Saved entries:
►

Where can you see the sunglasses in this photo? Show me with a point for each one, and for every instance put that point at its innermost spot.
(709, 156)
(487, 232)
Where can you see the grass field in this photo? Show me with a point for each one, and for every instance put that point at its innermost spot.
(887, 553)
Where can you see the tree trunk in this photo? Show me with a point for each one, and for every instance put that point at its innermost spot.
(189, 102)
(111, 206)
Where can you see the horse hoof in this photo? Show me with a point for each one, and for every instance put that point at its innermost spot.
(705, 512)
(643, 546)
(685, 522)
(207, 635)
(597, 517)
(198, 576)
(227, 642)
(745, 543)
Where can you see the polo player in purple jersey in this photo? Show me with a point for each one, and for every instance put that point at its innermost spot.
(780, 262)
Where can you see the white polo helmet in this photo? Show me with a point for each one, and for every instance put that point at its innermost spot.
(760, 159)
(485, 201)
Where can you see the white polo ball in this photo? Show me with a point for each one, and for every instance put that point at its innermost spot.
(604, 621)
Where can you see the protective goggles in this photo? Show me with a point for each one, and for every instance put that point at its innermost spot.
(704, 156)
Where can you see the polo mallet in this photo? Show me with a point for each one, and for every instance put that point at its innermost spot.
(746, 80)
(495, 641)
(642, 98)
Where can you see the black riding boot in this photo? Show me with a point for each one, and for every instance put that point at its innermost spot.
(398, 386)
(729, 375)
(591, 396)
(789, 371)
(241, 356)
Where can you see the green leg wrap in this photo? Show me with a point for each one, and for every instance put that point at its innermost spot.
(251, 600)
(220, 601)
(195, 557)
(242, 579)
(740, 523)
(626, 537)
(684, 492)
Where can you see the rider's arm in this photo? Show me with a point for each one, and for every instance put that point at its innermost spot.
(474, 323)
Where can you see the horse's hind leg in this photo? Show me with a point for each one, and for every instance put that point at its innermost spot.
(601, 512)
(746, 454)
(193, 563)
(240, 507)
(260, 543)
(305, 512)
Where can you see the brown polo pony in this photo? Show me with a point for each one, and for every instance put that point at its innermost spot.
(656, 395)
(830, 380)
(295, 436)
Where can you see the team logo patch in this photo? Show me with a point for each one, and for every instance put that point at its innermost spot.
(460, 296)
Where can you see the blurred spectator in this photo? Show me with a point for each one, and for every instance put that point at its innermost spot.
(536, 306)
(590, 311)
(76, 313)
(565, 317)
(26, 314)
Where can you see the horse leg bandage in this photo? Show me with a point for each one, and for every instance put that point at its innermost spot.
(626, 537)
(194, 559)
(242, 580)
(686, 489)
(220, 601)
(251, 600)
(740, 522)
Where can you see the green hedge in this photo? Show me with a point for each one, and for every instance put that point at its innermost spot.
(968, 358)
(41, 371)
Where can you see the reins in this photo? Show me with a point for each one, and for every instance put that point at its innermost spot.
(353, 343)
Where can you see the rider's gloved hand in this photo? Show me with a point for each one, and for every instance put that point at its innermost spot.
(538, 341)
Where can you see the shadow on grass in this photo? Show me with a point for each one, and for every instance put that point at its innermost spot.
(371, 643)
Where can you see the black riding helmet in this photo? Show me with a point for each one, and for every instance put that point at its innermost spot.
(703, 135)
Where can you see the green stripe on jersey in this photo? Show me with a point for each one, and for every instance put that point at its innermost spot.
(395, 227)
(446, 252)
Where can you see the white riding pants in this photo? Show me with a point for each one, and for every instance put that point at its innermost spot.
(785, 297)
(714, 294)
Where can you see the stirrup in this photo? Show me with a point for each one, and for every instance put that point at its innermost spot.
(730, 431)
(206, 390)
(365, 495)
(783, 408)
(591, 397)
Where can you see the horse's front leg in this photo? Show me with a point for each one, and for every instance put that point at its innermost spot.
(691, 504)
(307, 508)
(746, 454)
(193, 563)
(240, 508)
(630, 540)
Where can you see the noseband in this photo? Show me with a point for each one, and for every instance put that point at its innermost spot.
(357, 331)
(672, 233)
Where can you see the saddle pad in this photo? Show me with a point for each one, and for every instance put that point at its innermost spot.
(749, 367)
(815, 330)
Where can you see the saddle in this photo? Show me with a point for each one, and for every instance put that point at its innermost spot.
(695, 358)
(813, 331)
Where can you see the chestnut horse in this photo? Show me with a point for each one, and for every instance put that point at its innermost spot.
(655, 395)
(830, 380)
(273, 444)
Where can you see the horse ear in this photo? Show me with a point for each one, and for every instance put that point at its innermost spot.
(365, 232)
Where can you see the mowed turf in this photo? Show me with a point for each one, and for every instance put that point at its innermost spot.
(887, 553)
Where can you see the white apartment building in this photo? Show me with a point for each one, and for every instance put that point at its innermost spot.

◄

What the task requires => Please give all the lines above again, exactly as they read.

Answer box =>
Where can you see the sunglasses in this photo? Show me with a point for each one, and for every instance put that point at its innermost spot.
(709, 156)
(487, 232)
Where can you see the grass field in this photo? Show me with a point for each one, and for every instance put that point at its innermost spot.
(887, 553)
Where can you see the tree trunk in this photo? Show me with a point for each one, and for every instance put that point at its innermost spot.
(189, 102)
(111, 206)
Where can you see the horse hoof in this photo? Show me with a point for each one, and for every instance put that point at its innermost spot.
(705, 512)
(643, 546)
(685, 522)
(207, 635)
(597, 517)
(198, 576)
(227, 642)
(745, 543)
Where can you see the polo player in purple jersey in this photo? Show me with a point for each one, and for every instance put that point at its innermost spot.
(780, 262)
Where can you see the white polo helmet in this photo? Show me with a point for each one, and for every instance put that point at its innermost spot.
(760, 159)
(485, 201)
Where can you see the white polo ball in this photo? Show me with a point for each one, and for every instance put that point at its innermost spot.
(604, 621)
Where can you see the protective goggles in this photo? Show me with a point for each one, and for every instance put that point at its innermost spot.
(704, 156)
Where can you see the polo mallet in this photo? Show me with a point for each one, and for every instance put that point at its innermost spot.
(746, 80)
(495, 641)
(642, 98)
Where can you see the black riding boot in this photo? Show me with a point for each one, and for every instance put that point at its innermost spot.
(398, 386)
(729, 375)
(591, 396)
(789, 371)
(241, 356)
Where can you see the green leg wrap in this photo? Show me with a point for each one, and for every instance put that point at its innermost spot.
(251, 600)
(220, 601)
(195, 557)
(242, 579)
(740, 523)
(626, 537)
(684, 492)
Where can you see the rider's arm in this photo? Show me with a point for each one, and for every instance put that point at its innermost spot.
(474, 323)
Where can you see the horse's hind leg in this photo? Show me with a point for each one, and for every instance put that point at its innermost spot.
(601, 512)
(746, 454)
(193, 563)
(240, 507)
(260, 543)
(305, 512)
Where can you see the brown polo pony in this photo? Show me with a point for each one, and for every instance put that point at its innermost spot.
(656, 395)
(830, 380)
(295, 436)
Where can you see the team logo patch in this photo? Show me with a point for each one, and for every instance put that point at its innermost spot.
(460, 296)
Where can you see the blurred spectator in this photo? Show me with a point for each one, and for every instance put that point at its innermost spot.
(536, 306)
(590, 311)
(76, 313)
(565, 317)
(26, 314)
Where can you see the horse leg bandage in this photo? Show me with a point for each one, and for every instance put that point at its innermost spot.
(626, 537)
(194, 559)
(242, 580)
(686, 489)
(220, 601)
(251, 600)
(740, 522)
Where can you see the green hedge in this photo? Show me with a point for each one, and for every instance put that point at its innermost spot.
(968, 358)
(41, 371)
Where can you see the reins in this photo? Show me with a point for each one, and for every instance put that point at its innermost spot.
(353, 343)
Where can you see the rider's gloved hand in this photo? Show me with a point for each one, and for every instance put that point at its innermost spot.
(538, 341)
Where can you see the shadow on grass in this photo? Show me with a point for each one, and for every instance put that point at its innermost spot.
(371, 643)
Where can you see the black riding helmet in this photo? Show me with a point for each one, and for every instance put that point at its innermost spot.
(703, 135)
Where can you see the green stripe on jersey in this photo? Show me with a point for each one, and for every instance put that point at its innermost spot.
(395, 227)
(446, 252)
Where can you see the white riding pants in this photo? Show me with a point for each one, and for every instance put that point at its innermost spot.
(785, 297)
(714, 294)
Where can you see the stirrup in this photo? Show me with a point for each one, and for every instance put that point at its innermost spot.
(730, 431)
(206, 390)
(365, 495)
(783, 408)
(591, 397)
Where can you see the horse's front leg in this photo? Show me with a point for each one, and for every instance put that point at its innermost spot.
(691, 504)
(307, 508)
(746, 454)
(193, 563)
(240, 508)
(630, 540)
Where can you see the noseband in this photo? Show me with a point for each one, and for every instance put that point at its innermost spot.
(357, 331)
(672, 233)
Where can you see the saddle pad in this photo? Show me with a point for each one, and for every instance put that point at its innermost spot.
(749, 367)
(815, 330)
Where can you see the saddle in this photo? Show me with a point for each one, and for every instance put that point at its innermost spot.
(695, 358)
(813, 331)
Where can you see the chestnut horse in this photo? Show me with a point for each one, and for every instance put that point at its innermost spot.
(655, 395)
(830, 380)
(273, 444)
Where can you see the horse ear in this photo? Show me with a point for each one, and for every instance put that point at its innermost spot.
(365, 232)
Where can you see the mowed turf in this photo? Show me with a point for each one, and for every instance put that point at its innermost spot.
(887, 553)
Where can you see the white apartment building in this photo? Show me with a point for each one, and for every instance put that point at its innermost spot.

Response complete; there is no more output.